WHAT THE TASK REQUIRES:
Pick out every line in the items below that contains the word "pigeon" and copy each of those lines.

[Begin DATASET RECORDS]

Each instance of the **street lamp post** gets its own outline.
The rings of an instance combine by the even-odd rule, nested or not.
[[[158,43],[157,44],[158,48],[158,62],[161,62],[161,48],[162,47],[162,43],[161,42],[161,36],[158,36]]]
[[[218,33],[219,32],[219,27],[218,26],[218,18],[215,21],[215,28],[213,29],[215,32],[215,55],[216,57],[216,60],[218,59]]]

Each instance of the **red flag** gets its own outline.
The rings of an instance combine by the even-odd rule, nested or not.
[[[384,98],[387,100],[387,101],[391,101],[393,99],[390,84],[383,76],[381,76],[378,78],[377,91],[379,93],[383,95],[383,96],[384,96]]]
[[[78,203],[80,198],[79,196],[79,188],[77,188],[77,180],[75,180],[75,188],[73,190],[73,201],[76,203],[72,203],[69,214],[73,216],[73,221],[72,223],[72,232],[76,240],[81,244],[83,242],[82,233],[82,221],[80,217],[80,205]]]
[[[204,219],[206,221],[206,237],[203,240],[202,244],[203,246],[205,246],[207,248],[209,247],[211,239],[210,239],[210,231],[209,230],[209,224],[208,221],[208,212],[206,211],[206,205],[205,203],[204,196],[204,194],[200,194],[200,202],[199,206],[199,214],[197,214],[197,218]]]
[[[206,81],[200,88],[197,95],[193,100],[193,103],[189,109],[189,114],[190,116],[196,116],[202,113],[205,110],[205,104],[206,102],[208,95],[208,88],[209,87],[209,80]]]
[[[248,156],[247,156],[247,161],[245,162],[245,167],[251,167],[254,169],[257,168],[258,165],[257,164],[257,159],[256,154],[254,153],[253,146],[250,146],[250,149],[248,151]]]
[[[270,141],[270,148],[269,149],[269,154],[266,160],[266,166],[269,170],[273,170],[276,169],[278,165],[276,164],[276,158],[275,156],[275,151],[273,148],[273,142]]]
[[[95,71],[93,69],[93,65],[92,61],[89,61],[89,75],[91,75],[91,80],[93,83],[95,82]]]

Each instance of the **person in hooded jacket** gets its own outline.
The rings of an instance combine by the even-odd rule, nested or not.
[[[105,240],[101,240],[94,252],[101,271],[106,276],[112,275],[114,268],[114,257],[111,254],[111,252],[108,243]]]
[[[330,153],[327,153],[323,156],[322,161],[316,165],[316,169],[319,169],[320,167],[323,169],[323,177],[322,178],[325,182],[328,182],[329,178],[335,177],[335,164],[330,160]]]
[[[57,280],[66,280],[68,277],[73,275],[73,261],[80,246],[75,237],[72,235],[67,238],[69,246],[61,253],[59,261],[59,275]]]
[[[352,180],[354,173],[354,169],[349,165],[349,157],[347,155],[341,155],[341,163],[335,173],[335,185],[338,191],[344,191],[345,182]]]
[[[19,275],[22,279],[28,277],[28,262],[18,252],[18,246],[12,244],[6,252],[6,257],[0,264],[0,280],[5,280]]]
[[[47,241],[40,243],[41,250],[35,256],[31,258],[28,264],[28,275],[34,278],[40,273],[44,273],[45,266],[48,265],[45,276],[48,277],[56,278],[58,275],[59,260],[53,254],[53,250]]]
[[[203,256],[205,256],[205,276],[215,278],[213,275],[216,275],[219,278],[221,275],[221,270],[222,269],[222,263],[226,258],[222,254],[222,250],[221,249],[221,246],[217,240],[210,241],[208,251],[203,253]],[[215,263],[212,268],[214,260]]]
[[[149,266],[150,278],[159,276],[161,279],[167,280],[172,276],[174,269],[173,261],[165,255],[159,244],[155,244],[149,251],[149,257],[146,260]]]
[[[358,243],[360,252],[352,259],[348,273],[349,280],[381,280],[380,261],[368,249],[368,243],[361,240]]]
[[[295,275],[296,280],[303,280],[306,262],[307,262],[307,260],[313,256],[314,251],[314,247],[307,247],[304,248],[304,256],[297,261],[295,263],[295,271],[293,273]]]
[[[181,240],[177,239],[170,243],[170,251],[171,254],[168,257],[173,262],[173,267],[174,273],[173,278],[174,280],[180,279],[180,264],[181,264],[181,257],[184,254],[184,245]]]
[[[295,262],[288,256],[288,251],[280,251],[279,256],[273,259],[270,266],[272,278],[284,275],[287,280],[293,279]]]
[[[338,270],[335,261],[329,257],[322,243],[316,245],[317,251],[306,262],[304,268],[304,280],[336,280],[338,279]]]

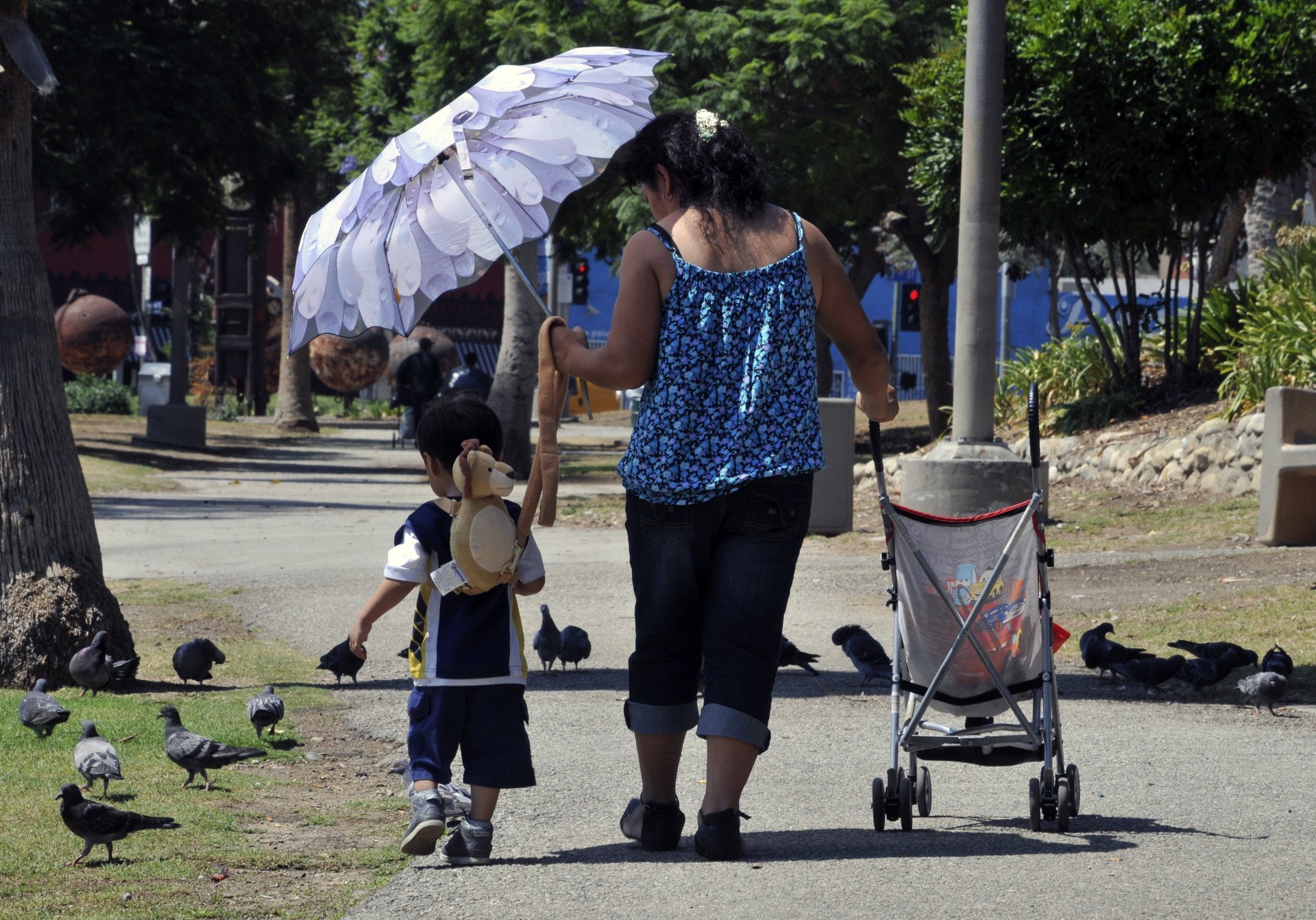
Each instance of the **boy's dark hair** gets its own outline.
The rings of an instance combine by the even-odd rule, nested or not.
[[[470,390],[443,395],[425,407],[416,426],[416,447],[437,459],[451,473],[462,453],[462,441],[475,438],[503,455],[503,422],[484,400]]]

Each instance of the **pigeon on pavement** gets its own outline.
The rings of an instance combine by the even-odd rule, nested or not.
[[[184,687],[188,680],[211,680],[211,666],[224,662],[224,653],[208,638],[197,637],[174,649],[174,673],[182,678]]]
[[[553,615],[549,613],[547,604],[540,604],[540,613],[544,616],[544,620],[540,623],[540,630],[534,633],[532,648],[540,653],[540,662],[544,670],[551,671],[553,662],[562,654],[562,633],[558,630],[557,624],[553,623]],[[562,667],[566,669],[566,665]]]
[[[118,771],[118,752],[114,745],[96,734],[96,723],[83,719],[83,736],[74,746],[74,767],[83,775],[87,784],[84,790],[91,792],[92,784],[100,779],[104,782],[101,795],[109,795],[109,780],[122,779]]]
[[[274,727],[283,719],[283,698],[274,692],[272,683],[266,684],[259,696],[247,700],[247,719],[255,727],[255,737],[259,738],[265,729],[274,734]]]
[[[68,661],[68,677],[83,688],[78,694],[78,699],[86,696],[88,690],[95,696],[96,691],[105,690],[111,683],[118,684],[137,677],[137,665],[141,658],[133,655],[124,661],[111,661],[105,652],[105,640],[108,638],[109,633],[101,629],[92,638],[91,645],[79,649]]]
[[[567,670],[567,663],[580,670],[580,662],[590,657],[590,633],[580,626],[567,626],[562,630],[562,650],[558,658],[562,659],[562,670]],[[550,665],[551,667],[551,665]]]
[[[76,783],[61,786],[59,795],[55,798],[62,799],[59,817],[64,819],[64,827],[82,837],[86,844],[78,858],[68,863],[70,866],[76,866],[96,844],[105,845],[109,862],[113,862],[116,840],[122,840],[137,831],[170,831],[183,827],[172,817],[151,817],[150,815],[138,815],[134,811],[111,808],[99,802],[87,802],[82,798],[82,790],[78,788]]]
[[[18,721],[36,732],[38,738],[49,738],[55,725],[68,721],[68,709],[46,692],[46,679],[41,678],[32,692],[18,700]]]
[[[812,654],[809,652],[800,652],[795,646],[795,642],[786,638],[786,636],[782,636],[782,650],[776,655],[776,666],[779,669],[790,667],[791,665],[799,665],[813,677],[817,677],[819,673],[813,667],[813,662],[816,662],[817,659],[819,657],[816,654]]]
[[[320,655],[320,663],[316,665],[316,670],[332,671],[334,678],[337,678],[336,683],[342,683],[343,674],[350,677],[353,683],[357,683],[357,671],[365,663],[365,658],[351,654],[351,649],[347,648],[347,640],[343,640]]]
[[[1284,699],[1284,694],[1288,692],[1288,678],[1274,671],[1257,671],[1240,680],[1238,690],[1252,700],[1252,715],[1259,716],[1261,707],[1266,707],[1270,709],[1270,715],[1274,716],[1278,715],[1275,712],[1275,703]]]
[[[243,761],[249,757],[265,757],[261,748],[233,748],[218,741],[203,738],[183,728],[178,717],[178,709],[172,705],[161,707],[157,719],[164,720],[164,753],[168,758],[187,770],[187,779],[183,788],[187,788],[196,774],[201,774],[205,780],[205,791],[211,790],[211,778],[207,770],[218,770],[226,763]]]
[[[1274,671],[1275,674],[1283,674],[1286,678],[1291,678],[1294,675],[1294,659],[1287,652],[1280,649],[1277,642],[1261,659],[1261,670]]]
[[[874,678],[891,682],[891,658],[887,657],[882,642],[873,638],[862,626],[850,624],[838,628],[832,633],[832,642],[841,646],[841,652],[859,671],[861,687],[866,687]]]

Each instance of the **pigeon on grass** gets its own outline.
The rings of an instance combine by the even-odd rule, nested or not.
[[[68,721],[68,709],[46,692],[46,679],[41,678],[32,692],[18,700],[18,721],[36,732],[38,738],[49,738],[55,725]]]
[[[213,679],[211,667],[225,661],[220,648],[208,638],[196,637],[174,649],[174,673],[183,680],[184,687],[188,680],[201,683]]]
[[[96,723],[91,719],[83,719],[83,736],[74,746],[74,767],[87,780],[83,788],[88,792],[100,779],[104,783],[100,794],[109,795],[109,780],[124,778],[118,767],[118,752],[96,733]]]
[[[78,788],[76,783],[61,786],[59,795],[55,798],[62,799],[59,817],[64,820],[64,827],[82,837],[86,844],[83,852],[68,863],[70,866],[76,866],[96,844],[105,845],[108,861],[113,862],[116,840],[122,840],[138,831],[171,831],[183,827],[172,817],[151,817],[150,815],[138,815],[134,811],[112,808],[99,802],[87,802],[82,798],[82,790]]]
[[[108,638],[109,633],[101,629],[92,638],[91,645],[79,649],[68,661],[68,677],[83,688],[78,694],[78,699],[86,696],[88,690],[95,696],[96,691],[105,690],[112,683],[122,684],[137,677],[137,665],[141,658],[133,655],[124,661],[112,661],[109,653],[105,652],[105,640]]]
[[[164,753],[171,761],[187,770],[183,788],[191,784],[196,774],[201,774],[201,779],[205,780],[205,791],[209,792],[211,778],[207,775],[207,770],[218,770],[228,763],[245,761],[249,757],[265,757],[266,754],[262,748],[234,748],[188,732],[178,717],[178,708],[172,705],[161,707],[161,715],[157,719],[164,720]]]
[[[274,727],[283,719],[283,698],[274,692],[272,683],[266,684],[259,696],[247,700],[247,719],[255,728],[255,737],[259,738],[265,729],[274,734]]]
[[[1238,682],[1238,690],[1252,700],[1254,716],[1261,715],[1261,707],[1270,709],[1270,715],[1277,716],[1275,703],[1284,699],[1288,692],[1288,678],[1275,671],[1257,671],[1249,674]]]
[[[850,624],[838,628],[832,633],[832,644],[840,645],[841,652],[859,671],[861,687],[869,686],[874,679],[891,682],[891,658],[887,657],[887,650],[862,626]]]

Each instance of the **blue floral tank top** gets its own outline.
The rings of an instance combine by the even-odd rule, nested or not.
[[[694,504],[751,479],[822,469],[813,283],[804,224],[795,251],[750,271],[676,265],[662,304],[658,363],[617,473],[655,504]]]

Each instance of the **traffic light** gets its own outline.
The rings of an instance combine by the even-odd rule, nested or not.
[[[923,284],[900,283],[900,332],[919,332],[919,296]]]
[[[571,259],[571,303],[590,303],[590,262]]]

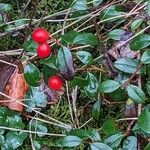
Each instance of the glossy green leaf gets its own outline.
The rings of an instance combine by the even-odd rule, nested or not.
[[[72,8],[74,10],[87,10],[87,4],[86,4],[86,0],[75,0],[73,3]]]
[[[141,62],[143,64],[150,64],[150,50],[146,50],[142,57],[141,57]]]
[[[29,126],[30,125],[31,125],[31,130],[36,131],[39,137],[43,137],[48,132],[47,127],[42,122],[33,120],[30,121]],[[42,134],[38,132],[41,132]]]
[[[98,45],[98,39],[92,33],[81,33],[74,38],[74,44],[81,44],[81,45]]]
[[[138,125],[142,131],[150,134],[150,110],[145,108],[138,118]]]
[[[42,92],[41,87],[30,87],[26,95],[26,108],[27,112],[32,112],[32,108],[35,107],[45,107],[48,103],[47,96]]]
[[[129,136],[123,141],[122,150],[137,150],[137,137]]]
[[[74,38],[78,35],[79,35],[79,33],[74,30],[67,32],[65,35],[62,35],[62,37],[61,37],[62,44],[64,44],[64,45],[72,44]]]
[[[114,80],[106,80],[99,86],[99,91],[101,93],[111,93],[117,90],[121,85]]]
[[[131,24],[131,30],[134,31],[136,30],[143,22],[143,19],[137,19],[135,21],[132,22]]]
[[[79,87],[83,87],[88,85],[88,81],[84,78],[80,78],[80,77],[74,77],[74,79],[71,81],[73,86],[79,86]]]
[[[94,142],[90,144],[91,150],[112,150],[108,145],[100,142]]]
[[[122,29],[115,29],[115,30],[110,31],[108,33],[108,36],[113,40],[119,41],[124,33],[125,31]]]
[[[27,52],[34,52],[36,53],[38,44],[35,43],[33,40],[25,41],[23,43],[23,49]]]
[[[109,118],[102,125],[105,134],[112,134],[116,131],[115,119]]]
[[[9,12],[12,10],[12,6],[10,4],[0,3],[0,12]]]
[[[71,80],[75,75],[75,71],[72,54],[67,47],[62,47],[59,49],[57,61],[62,77],[66,80]]]
[[[129,85],[127,87],[128,96],[135,102],[135,103],[144,103],[146,96],[145,93],[135,85]]]
[[[39,86],[41,80],[39,69],[34,64],[27,64],[24,67],[24,78],[29,85]]]
[[[130,43],[130,48],[133,51],[141,50],[146,48],[150,45],[150,35],[142,34],[138,37],[135,37],[132,42]]]
[[[77,53],[78,59],[83,62],[85,65],[89,65],[93,63],[93,56],[91,53],[87,51],[78,51]]]
[[[93,108],[92,108],[92,117],[99,121],[101,116],[102,116],[102,107],[101,107],[101,102],[100,101],[97,101],[94,105],[93,105]]]
[[[97,94],[99,86],[96,77],[92,73],[88,73],[86,79],[88,81],[88,85],[84,88],[86,93],[89,96],[95,96]]]
[[[58,147],[76,147],[82,143],[82,140],[77,136],[66,136],[57,142]]]
[[[117,148],[120,145],[120,142],[124,135],[122,133],[116,133],[104,140],[104,143],[109,145],[112,149]]]
[[[103,0],[93,0],[93,5],[94,6],[98,6],[99,4],[101,4],[103,2]]]
[[[121,58],[115,61],[114,66],[125,73],[134,73],[139,66],[139,61],[132,58]]]

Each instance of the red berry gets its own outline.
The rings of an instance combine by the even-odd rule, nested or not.
[[[49,39],[49,33],[43,28],[37,28],[32,33],[32,39],[37,43],[43,44]]]
[[[49,78],[48,86],[52,90],[59,91],[63,86],[63,81],[59,76],[55,75]]]
[[[38,57],[41,59],[49,57],[51,53],[51,47],[47,43],[41,44],[37,48]]]

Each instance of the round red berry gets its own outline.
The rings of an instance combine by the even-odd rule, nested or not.
[[[47,43],[41,44],[37,48],[38,57],[41,59],[49,57],[51,53],[51,47]]]
[[[63,81],[59,76],[55,75],[49,78],[48,86],[52,90],[59,91],[63,86]]]
[[[49,33],[43,28],[37,28],[32,33],[32,39],[37,43],[43,44],[49,39]]]

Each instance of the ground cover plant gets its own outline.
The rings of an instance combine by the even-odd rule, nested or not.
[[[149,150],[149,0],[1,0],[2,150]]]

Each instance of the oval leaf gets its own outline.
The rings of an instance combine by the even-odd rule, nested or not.
[[[115,90],[117,90],[121,85],[113,80],[106,80],[99,86],[99,91],[101,93],[111,93]]]
[[[150,35],[142,34],[134,38],[130,43],[130,48],[133,51],[137,51],[146,48],[150,45]]]
[[[135,103],[144,103],[146,96],[145,93],[137,86],[135,85],[129,85],[127,87],[127,92],[129,97],[135,102]]]
[[[60,48],[57,60],[62,77],[66,80],[71,80],[74,77],[75,71],[70,50],[67,47]]]
[[[82,61],[85,65],[89,65],[93,63],[92,54],[86,51],[78,51],[77,57],[80,61]]]
[[[121,58],[115,61],[114,66],[125,73],[134,73],[138,68],[139,64],[140,63],[138,60],[131,58]]]
[[[31,86],[39,86],[41,74],[39,69],[34,64],[27,64],[24,67],[24,78]]]

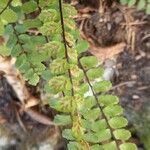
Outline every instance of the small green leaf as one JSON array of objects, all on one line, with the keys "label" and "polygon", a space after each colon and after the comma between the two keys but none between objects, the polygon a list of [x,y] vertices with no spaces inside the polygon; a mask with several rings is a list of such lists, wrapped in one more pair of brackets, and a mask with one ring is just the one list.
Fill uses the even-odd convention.
[{"label": "small green leaf", "polygon": [[105,119],[95,121],[91,123],[91,130],[99,132],[107,128],[107,123]]},{"label": "small green leaf", "polygon": [[95,105],[96,105],[96,101],[93,96],[86,97],[86,99],[84,101],[85,108],[91,109]]},{"label": "small green leaf", "polygon": [[54,123],[58,125],[68,125],[71,123],[71,117],[69,115],[56,115]]},{"label": "small green leaf", "polygon": [[139,0],[138,5],[137,5],[137,9],[138,10],[144,9],[145,5],[146,5],[145,0]]},{"label": "small green leaf", "polygon": [[112,84],[110,81],[100,81],[100,82],[96,82],[93,85],[94,91],[96,93],[98,92],[107,92],[111,89]]},{"label": "small green leaf", "polygon": [[118,140],[126,141],[131,137],[131,133],[125,129],[117,129],[113,132],[114,136]]},{"label": "small green leaf", "polygon": [[146,7],[146,13],[147,13],[147,14],[150,14],[150,3],[147,4],[147,7]]},{"label": "small green leaf", "polygon": [[22,52],[21,46],[19,44],[17,44],[16,46],[14,46],[11,50],[11,55],[13,57],[17,57],[19,56],[19,54]]},{"label": "small green leaf", "polygon": [[6,46],[12,49],[16,44],[17,44],[17,37],[15,34],[11,34],[9,36]]},{"label": "small green leaf", "polygon": [[105,115],[109,117],[115,117],[115,116],[123,114],[123,109],[119,105],[107,106],[103,109],[103,111]]},{"label": "small green leaf", "polygon": [[6,45],[0,45],[0,55],[9,56],[11,53],[10,48],[7,48]]},{"label": "small green leaf", "polygon": [[94,133],[86,133],[83,136],[83,139],[87,142],[96,143],[98,141],[98,137]]},{"label": "small green leaf", "polygon": [[24,21],[26,29],[39,28],[42,26],[42,22],[39,19],[27,19]]},{"label": "small green leaf", "polygon": [[104,106],[115,105],[119,103],[119,99],[115,95],[101,95],[99,97],[99,104]]},{"label": "small green leaf", "polygon": [[18,36],[18,38],[21,43],[28,43],[31,40],[31,37],[27,34],[21,34]]},{"label": "small green leaf", "polygon": [[18,33],[24,33],[26,32],[26,28],[23,24],[17,24],[15,26],[15,30],[18,32]]},{"label": "small green leaf", "polygon": [[42,72],[42,78],[45,79],[45,80],[50,80],[51,78],[53,77],[52,73],[50,70],[44,70]]},{"label": "small green leaf", "polygon": [[23,75],[23,78],[25,80],[29,80],[33,74],[34,74],[34,71],[32,68],[30,68],[28,71],[25,72],[25,74]]},{"label": "small green leaf", "polygon": [[37,8],[38,8],[37,3],[33,0],[30,0],[29,2],[25,2],[22,5],[22,10],[26,14],[35,11]]},{"label": "small green leaf", "polygon": [[17,57],[17,60],[15,62],[15,65],[17,68],[19,68],[23,63],[27,61],[27,56],[26,54],[21,54]]},{"label": "small green leaf", "polygon": [[68,150],[83,150],[82,146],[77,142],[69,142]]},{"label": "small green leaf", "polygon": [[33,76],[29,79],[29,84],[36,86],[39,80],[39,76],[36,73],[34,73]]},{"label": "small green leaf", "polygon": [[62,136],[67,140],[74,140],[71,129],[64,129],[62,131]]},{"label": "small green leaf", "polygon": [[87,51],[88,47],[89,44],[86,41],[81,41],[75,46],[75,49],[77,50],[78,53],[82,53]]},{"label": "small green leaf", "polygon": [[64,90],[71,90],[70,80],[65,76],[56,76],[49,81],[52,92],[59,93]]},{"label": "small green leaf", "polygon": [[110,129],[104,129],[96,132],[96,136],[98,138],[97,142],[104,142],[111,139]]},{"label": "small green leaf", "polygon": [[128,6],[129,6],[129,7],[130,7],[130,6],[133,6],[133,5],[135,5],[135,3],[136,3],[136,0],[129,0]]},{"label": "small green leaf", "polygon": [[118,129],[127,126],[128,121],[124,117],[114,117],[109,120],[109,124],[113,129]]},{"label": "small green leaf", "polygon": [[83,116],[87,120],[96,120],[100,116],[99,108],[93,108],[86,112],[83,112]]},{"label": "small green leaf", "polygon": [[90,147],[90,150],[103,150],[102,146],[96,144]]},{"label": "small green leaf", "polygon": [[117,150],[116,142],[111,142],[103,145],[104,150]]},{"label": "small green leaf", "polygon": [[121,4],[125,5],[128,3],[128,0],[120,0]]},{"label": "small green leaf", "polygon": [[16,22],[17,21],[16,13],[11,9],[6,9],[1,14],[1,20],[4,24]]},{"label": "small green leaf", "polygon": [[137,150],[137,147],[133,143],[123,143],[120,145],[120,150]]},{"label": "small green leaf", "polygon": [[24,62],[19,66],[19,71],[21,73],[25,73],[30,69],[30,63],[29,62]]}]

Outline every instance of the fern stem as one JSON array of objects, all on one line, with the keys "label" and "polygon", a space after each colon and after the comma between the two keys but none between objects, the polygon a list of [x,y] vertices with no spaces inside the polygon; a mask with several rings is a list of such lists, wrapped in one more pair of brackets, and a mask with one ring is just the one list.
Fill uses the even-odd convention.
[{"label": "fern stem", "polygon": [[[65,28],[64,28],[64,19],[63,19],[63,11],[62,11],[62,2],[61,0],[59,0],[59,11],[60,11],[60,19],[61,19],[61,27],[62,27],[62,38],[63,38],[63,43],[64,43],[64,47],[65,47],[65,57],[67,62],[69,63],[69,56],[68,56],[68,49],[67,49],[67,41],[66,41],[66,36],[65,36]],[[72,75],[71,75],[71,71],[70,69],[68,69],[68,75],[70,78],[70,82],[72,84],[72,89],[71,89],[71,93],[72,96],[74,96],[74,89],[73,89],[73,81],[72,81]]]},{"label": "fern stem", "polygon": [[7,5],[2,9],[2,11],[0,12],[0,15],[7,9],[7,7],[10,5],[10,3],[12,2],[13,0],[9,0]]},{"label": "fern stem", "polygon": [[95,91],[94,91],[94,89],[93,89],[93,87],[92,87],[92,84],[90,83],[90,80],[89,80],[89,78],[88,78],[88,76],[87,76],[87,74],[86,74],[86,71],[85,71],[84,67],[82,66],[80,60],[79,60],[79,65],[80,65],[81,69],[83,70],[84,76],[85,76],[85,78],[86,78],[86,80],[87,80],[87,83],[88,83],[89,87],[91,88],[92,94],[93,94],[93,96],[94,96],[94,98],[95,98],[95,100],[96,100],[96,103],[97,103],[97,105],[98,105],[98,107],[99,107],[99,109],[100,109],[100,111],[101,111],[101,113],[102,113],[102,117],[106,120],[106,123],[107,123],[107,125],[108,125],[108,127],[109,127],[109,129],[110,129],[111,137],[114,139],[114,141],[115,141],[115,143],[116,143],[117,150],[119,150],[119,142],[118,142],[118,140],[115,139],[115,137],[114,137],[114,135],[113,135],[113,129],[111,128],[111,126],[110,126],[109,123],[108,123],[108,119],[107,119],[107,117],[106,117],[106,115],[105,115],[105,113],[104,113],[102,107],[101,107],[100,104],[99,104],[98,97],[97,97],[97,95],[96,95],[96,93],[95,93]]}]

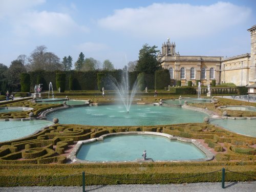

[End DATASET RECORDS]

FULL SOLUTION:
Each instance of the **pigeon on pavement** gets its own outline.
Each instance of the **pigeon on grass** gets its own outline.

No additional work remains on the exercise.